▼

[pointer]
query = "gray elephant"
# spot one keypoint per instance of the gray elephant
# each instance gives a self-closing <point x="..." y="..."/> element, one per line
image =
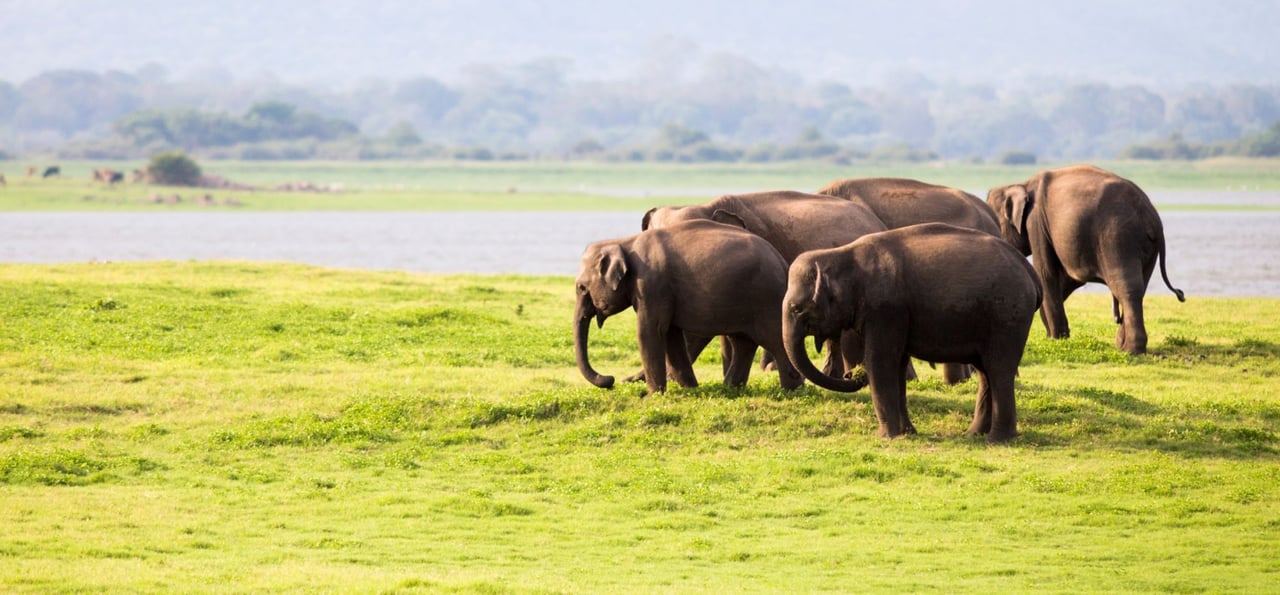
<point x="791" y="222"/>
<point x="903" y="201"/>
<point x="1082" y="224"/>
<point x="933" y="291"/>
<point x="702" y="278"/>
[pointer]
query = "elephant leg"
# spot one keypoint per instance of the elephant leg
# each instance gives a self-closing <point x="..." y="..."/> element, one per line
<point x="789" y="376"/>
<point x="694" y="346"/>
<point x="888" y="390"/>
<point x="1055" y="283"/>
<point x="955" y="372"/>
<point x="1132" y="334"/>
<point x="653" y="351"/>
<point x="995" y="412"/>
<point x="850" y="362"/>
<point x="679" y="365"/>
<point x="740" y="367"/>
<point x="982" y="408"/>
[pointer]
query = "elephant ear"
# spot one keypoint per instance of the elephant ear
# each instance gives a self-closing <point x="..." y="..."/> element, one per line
<point x="728" y="218"/>
<point x="613" y="266"/>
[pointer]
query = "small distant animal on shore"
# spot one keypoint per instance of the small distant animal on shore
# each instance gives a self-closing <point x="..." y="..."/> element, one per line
<point x="109" y="175"/>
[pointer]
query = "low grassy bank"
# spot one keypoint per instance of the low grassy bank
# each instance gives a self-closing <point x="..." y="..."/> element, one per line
<point x="444" y="186"/>
<point x="187" y="426"/>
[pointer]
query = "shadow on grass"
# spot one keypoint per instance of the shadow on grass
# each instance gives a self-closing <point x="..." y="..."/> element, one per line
<point x="1189" y="349"/>
<point x="1087" y="417"/>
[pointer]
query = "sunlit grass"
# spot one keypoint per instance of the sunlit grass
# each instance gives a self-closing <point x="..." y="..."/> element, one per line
<point x="461" y="186"/>
<point x="234" y="426"/>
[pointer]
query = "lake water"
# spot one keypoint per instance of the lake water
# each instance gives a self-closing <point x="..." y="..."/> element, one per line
<point x="1210" y="252"/>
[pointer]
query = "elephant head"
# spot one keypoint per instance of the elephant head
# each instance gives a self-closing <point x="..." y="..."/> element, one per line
<point x="603" y="288"/>
<point x="818" y="303"/>
<point x="1013" y="206"/>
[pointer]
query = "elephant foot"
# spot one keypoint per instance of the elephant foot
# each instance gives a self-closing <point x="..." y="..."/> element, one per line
<point x="635" y="378"/>
<point x="1132" y="347"/>
<point x="859" y="376"/>
<point x="894" y="434"/>
<point x="1001" y="436"/>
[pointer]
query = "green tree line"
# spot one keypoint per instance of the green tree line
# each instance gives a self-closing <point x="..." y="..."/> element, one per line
<point x="723" y="108"/>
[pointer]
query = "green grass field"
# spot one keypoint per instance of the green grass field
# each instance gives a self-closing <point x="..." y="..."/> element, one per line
<point x="460" y="186"/>
<point x="234" y="426"/>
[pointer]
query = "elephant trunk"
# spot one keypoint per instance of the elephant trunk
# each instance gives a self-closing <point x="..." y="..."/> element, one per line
<point x="794" y="341"/>
<point x="583" y="315"/>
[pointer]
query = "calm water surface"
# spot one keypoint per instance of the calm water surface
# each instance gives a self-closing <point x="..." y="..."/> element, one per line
<point x="1210" y="252"/>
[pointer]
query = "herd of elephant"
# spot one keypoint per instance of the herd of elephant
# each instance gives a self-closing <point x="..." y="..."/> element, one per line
<point x="877" y="270"/>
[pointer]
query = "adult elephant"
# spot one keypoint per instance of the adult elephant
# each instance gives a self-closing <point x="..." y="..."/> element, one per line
<point x="903" y="201"/>
<point x="702" y="278"/>
<point x="936" y="292"/>
<point x="791" y="222"/>
<point x="1082" y="224"/>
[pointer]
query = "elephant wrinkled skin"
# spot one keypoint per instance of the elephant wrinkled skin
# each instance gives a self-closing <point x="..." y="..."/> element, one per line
<point x="1082" y="224"/>
<point x="903" y="201"/>
<point x="696" y="278"/>
<point x="933" y="291"/>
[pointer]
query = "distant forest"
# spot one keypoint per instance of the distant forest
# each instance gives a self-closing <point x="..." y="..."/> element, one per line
<point x="728" y="110"/>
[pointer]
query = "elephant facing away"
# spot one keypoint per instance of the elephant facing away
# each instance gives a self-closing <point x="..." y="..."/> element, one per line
<point x="903" y="201"/>
<point x="933" y="291"/>
<point x="702" y="278"/>
<point x="1082" y="224"/>
<point x="792" y="223"/>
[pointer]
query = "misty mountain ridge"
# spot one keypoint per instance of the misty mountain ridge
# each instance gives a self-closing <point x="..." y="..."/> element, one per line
<point x="342" y="41"/>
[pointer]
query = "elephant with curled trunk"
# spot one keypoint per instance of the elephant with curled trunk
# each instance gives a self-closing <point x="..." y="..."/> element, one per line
<point x="702" y="278"/>
<point x="791" y="222"/>
<point x="936" y="292"/>
<point x="1082" y="224"/>
<point x="903" y="201"/>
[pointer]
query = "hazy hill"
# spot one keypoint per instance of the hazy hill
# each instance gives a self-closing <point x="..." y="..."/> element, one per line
<point x="1166" y="42"/>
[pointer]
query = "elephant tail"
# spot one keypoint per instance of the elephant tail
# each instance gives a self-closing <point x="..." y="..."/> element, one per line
<point x="1164" y="274"/>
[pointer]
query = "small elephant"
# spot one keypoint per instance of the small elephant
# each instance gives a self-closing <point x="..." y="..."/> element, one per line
<point x="1082" y="224"/>
<point x="933" y="291"/>
<point x="791" y="222"/>
<point x="702" y="278"/>
<point x="903" y="201"/>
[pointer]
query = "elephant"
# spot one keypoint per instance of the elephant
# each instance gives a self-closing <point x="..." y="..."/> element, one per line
<point x="933" y="291"/>
<point x="791" y="222"/>
<point x="903" y="201"/>
<point x="702" y="278"/>
<point x="1082" y="224"/>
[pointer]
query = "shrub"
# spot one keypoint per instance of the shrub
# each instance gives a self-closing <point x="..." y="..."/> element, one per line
<point x="1018" y="158"/>
<point x="173" y="168"/>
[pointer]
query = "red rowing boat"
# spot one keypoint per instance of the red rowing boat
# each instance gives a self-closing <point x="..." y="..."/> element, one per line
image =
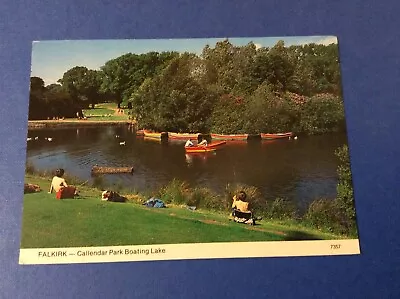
<point x="229" y="136"/>
<point x="203" y="149"/>
<point x="269" y="136"/>
<point x="183" y="136"/>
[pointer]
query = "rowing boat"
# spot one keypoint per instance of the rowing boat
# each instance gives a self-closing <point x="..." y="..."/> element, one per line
<point x="154" y="135"/>
<point x="199" y="149"/>
<point x="183" y="136"/>
<point x="204" y="148"/>
<point x="229" y="136"/>
<point x="276" y="136"/>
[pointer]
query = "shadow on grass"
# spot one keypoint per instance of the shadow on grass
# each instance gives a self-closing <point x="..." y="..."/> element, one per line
<point x="299" y="236"/>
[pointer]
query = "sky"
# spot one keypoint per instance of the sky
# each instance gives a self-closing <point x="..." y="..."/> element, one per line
<point x="51" y="59"/>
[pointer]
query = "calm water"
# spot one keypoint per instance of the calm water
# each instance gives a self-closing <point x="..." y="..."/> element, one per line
<point x="300" y="170"/>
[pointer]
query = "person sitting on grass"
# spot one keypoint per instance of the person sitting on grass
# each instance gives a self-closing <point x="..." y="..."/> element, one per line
<point x="189" y="143"/>
<point x="241" y="211"/>
<point x="58" y="183"/>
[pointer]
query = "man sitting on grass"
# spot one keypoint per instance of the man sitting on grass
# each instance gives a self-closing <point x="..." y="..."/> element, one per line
<point x="240" y="209"/>
<point x="59" y="185"/>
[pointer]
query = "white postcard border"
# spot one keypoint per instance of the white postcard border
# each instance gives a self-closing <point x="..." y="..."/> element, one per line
<point x="130" y="253"/>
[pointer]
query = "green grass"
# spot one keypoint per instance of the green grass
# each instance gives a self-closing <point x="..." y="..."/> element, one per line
<point x="100" y="110"/>
<point x="88" y="221"/>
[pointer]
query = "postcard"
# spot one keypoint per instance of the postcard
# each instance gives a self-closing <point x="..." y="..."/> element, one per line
<point x="144" y="150"/>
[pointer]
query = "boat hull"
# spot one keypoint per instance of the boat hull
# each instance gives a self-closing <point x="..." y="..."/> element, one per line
<point x="154" y="135"/>
<point x="195" y="149"/>
<point x="268" y="136"/>
<point x="204" y="149"/>
<point x="230" y="137"/>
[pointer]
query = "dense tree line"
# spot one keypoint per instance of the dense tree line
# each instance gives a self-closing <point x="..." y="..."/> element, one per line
<point x="230" y="89"/>
<point x="226" y="89"/>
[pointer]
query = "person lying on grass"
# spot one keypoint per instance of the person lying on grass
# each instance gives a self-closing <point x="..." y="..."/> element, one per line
<point x="58" y="183"/>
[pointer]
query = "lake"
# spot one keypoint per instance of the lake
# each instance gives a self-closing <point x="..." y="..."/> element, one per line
<point x="299" y="170"/>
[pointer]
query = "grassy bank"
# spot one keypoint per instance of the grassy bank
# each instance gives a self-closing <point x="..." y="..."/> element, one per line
<point x="87" y="221"/>
<point x="102" y="114"/>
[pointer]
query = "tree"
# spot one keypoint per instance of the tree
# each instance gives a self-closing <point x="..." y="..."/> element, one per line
<point x="83" y="85"/>
<point x="122" y="76"/>
<point x="175" y="99"/>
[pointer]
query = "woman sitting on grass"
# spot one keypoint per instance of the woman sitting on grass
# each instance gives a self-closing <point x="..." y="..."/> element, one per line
<point x="58" y="183"/>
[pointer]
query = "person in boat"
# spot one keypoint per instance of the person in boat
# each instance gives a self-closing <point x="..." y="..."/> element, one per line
<point x="189" y="143"/>
<point x="203" y="143"/>
<point x="58" y="183"/>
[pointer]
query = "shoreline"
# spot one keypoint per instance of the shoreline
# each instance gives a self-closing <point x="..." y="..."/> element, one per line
<point x="41" y="124"/>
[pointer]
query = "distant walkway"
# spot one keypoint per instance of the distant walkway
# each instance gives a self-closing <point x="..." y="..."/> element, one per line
<point x="33" y="124"/>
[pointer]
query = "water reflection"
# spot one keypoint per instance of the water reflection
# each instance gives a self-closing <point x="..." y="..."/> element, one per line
<point x="300" y="170"/>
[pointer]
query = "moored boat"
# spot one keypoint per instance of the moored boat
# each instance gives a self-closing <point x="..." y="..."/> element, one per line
<point x="198" y="149"/>
<point x="154" y="135"/>
<point x="204" y="148"/>
<point x="215" y="144"/>
<point x="269" y="136"/>
<point x="183" y="136"/>
<point x="229" y="136"/>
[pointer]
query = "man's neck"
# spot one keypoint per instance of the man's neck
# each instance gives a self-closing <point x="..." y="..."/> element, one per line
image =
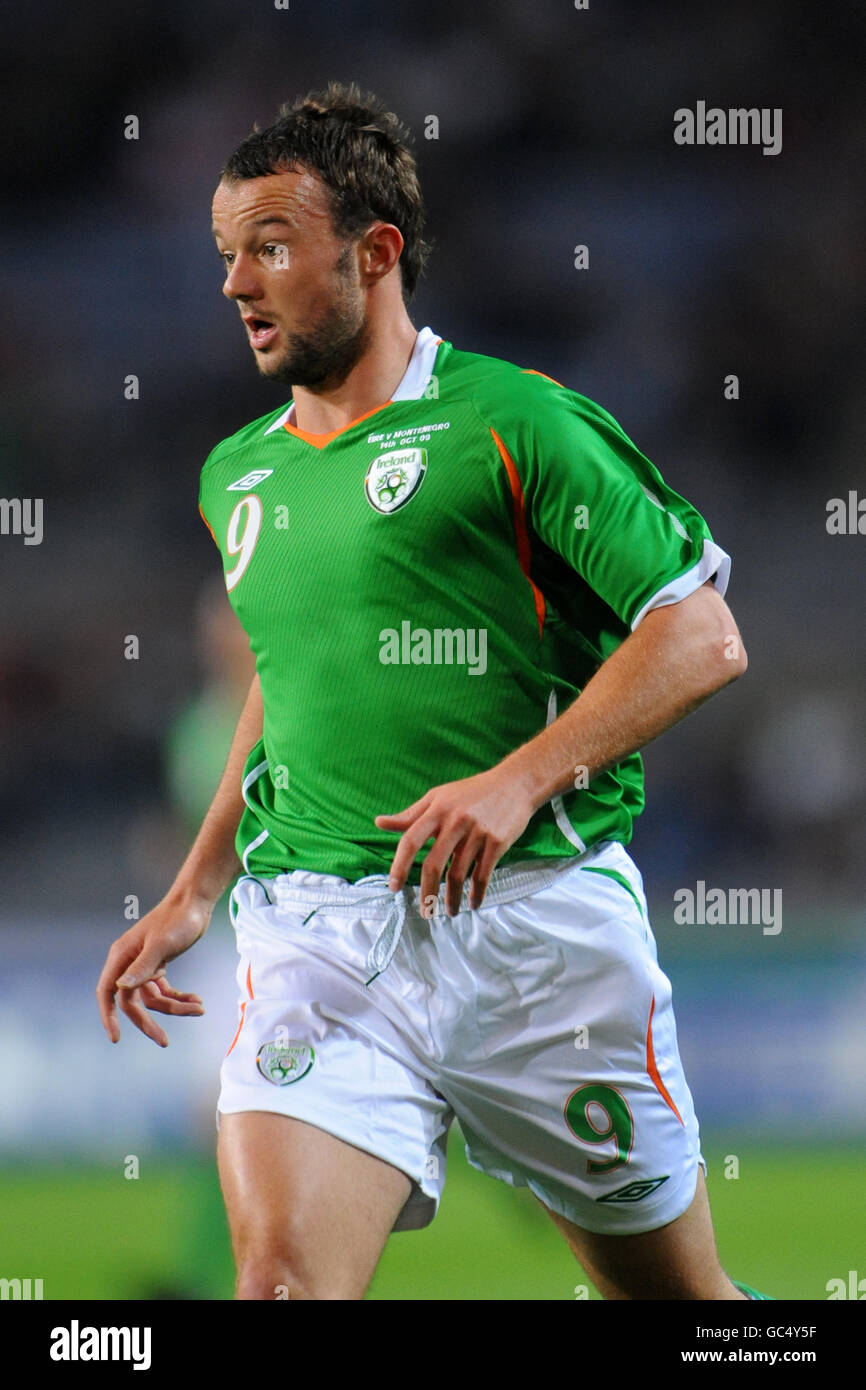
<point x="369" y="384"/>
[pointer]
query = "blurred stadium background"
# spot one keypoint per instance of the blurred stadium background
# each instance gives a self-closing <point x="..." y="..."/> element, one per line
<point x="556" y="128"/>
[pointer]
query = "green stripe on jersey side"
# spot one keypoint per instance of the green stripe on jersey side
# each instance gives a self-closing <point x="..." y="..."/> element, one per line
<point x="622" y="880"/>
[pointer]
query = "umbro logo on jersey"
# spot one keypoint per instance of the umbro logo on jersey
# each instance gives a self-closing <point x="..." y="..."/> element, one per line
<point x="394" y="478"/>
<point x="249" y="480"/>
<point x="634" y="1191"/>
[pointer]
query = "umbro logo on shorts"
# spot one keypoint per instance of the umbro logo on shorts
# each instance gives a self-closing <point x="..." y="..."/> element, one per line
<point x="284" y="1062"/>
<point x="249" y="480"/>
<point x="634" y="1191"/>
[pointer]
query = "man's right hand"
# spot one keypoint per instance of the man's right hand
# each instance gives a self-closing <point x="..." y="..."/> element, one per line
<point x="134" y="975"/>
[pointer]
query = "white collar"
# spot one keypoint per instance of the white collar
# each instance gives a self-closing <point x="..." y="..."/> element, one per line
<point x="413" y="382"/>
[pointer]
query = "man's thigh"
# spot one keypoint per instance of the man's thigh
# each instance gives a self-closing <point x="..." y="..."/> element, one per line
<point x="309" y="1214"/>
<point x="677" y="1261"/>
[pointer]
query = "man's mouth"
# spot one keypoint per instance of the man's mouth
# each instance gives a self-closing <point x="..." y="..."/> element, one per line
<point x="262" y="331"/>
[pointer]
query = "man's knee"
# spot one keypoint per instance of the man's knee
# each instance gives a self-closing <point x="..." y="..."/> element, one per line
<point x="278" y="1276"/>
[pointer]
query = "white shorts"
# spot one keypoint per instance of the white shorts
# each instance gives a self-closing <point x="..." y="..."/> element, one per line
<point x="542" y="1022"/>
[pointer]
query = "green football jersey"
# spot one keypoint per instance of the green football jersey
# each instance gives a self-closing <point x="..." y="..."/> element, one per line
<point x="426" y="590"/>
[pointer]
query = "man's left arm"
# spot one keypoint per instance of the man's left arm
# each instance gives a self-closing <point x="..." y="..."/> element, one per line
<point x="674" y="659"/>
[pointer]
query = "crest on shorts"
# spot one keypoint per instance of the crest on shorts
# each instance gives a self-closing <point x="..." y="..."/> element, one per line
<point x="394" y="478"/>
<point x="284" y="1062"/>
<point x="634" y="1191"/>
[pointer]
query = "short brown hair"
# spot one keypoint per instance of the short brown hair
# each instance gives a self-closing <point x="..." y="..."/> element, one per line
<point x="360" y="152"/>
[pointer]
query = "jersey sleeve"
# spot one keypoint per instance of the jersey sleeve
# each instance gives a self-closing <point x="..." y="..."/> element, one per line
<point x="597" y="501"/>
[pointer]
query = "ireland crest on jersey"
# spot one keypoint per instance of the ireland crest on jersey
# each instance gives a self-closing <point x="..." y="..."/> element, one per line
<point x="284" y="1062"/>
<point x="394" y="478"/>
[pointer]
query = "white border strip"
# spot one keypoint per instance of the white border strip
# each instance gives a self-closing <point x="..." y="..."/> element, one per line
<point x="556" y="802"/>
<point x="713" y="565"/>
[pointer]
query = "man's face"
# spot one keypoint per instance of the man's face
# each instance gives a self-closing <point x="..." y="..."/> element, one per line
<point x="295" y="282"/>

▲

-- Exercise directions --
Nothing but a number should be given: the count of lines above that hold "distant".

-- Response area --
6